Copy the data below word for word, with no changes.

— start Given data —

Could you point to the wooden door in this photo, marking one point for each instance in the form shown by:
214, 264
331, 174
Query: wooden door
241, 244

— end Given data —

● **Solution to this task**
Could you point to the wooden door in this photo, marking one point for each instance in the form shown by:
214, 264
331, 174
Query: wooden door
241, 244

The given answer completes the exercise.